> **Page text**
# De-identifying Data with Microsoft Presidio

To begin working with Microsoft Presidio, we conducted research using online resources to understand its functionality and solutions. Presidio is designed to identify private information within a dataset and replace it with anonymized values, ensuring data privacy.
For this exercise, we created sample text containing various types of Personally Identifiable Information (PII) and employed the `analyze` method of `AnalyzerEngine` to identify these PII entities, specifying the desired types.
Presidio's capabilities include identifying various formats for each type of PII and providing the chart where these fields start and end within the text. We defined the PII fields for replacement and specified the anonymized values. In our case, each detected PII entity was replaced with the placeholder `<ANONYMIZED>`.

> **Dataset content**
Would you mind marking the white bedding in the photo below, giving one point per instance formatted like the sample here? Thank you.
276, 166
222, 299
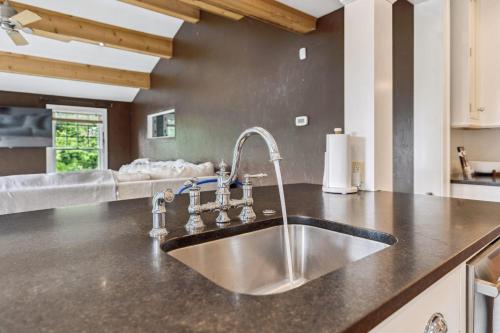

> **Short task**
Please give the Presidio write-up again between "# De-identifying Data" and "the desired types.", inclusive, swapping "sample text" for "test text".

> **Answer to this exercise**
# De-identifying Data with Microsoft Presidio

To begin working with Microsoft Presidio, we conducted research using online resources to understand its functionality and solutions. Presidio is designed to identify private information within a dataset and replace it with anonymized values, ensuring data privacy.
For this exercise, we created test text containing various types of Personally Identifiable Information (PII) and employed the `analyze` method of `AnalyzerEngine` to identify these PII entities, specifying the desired types.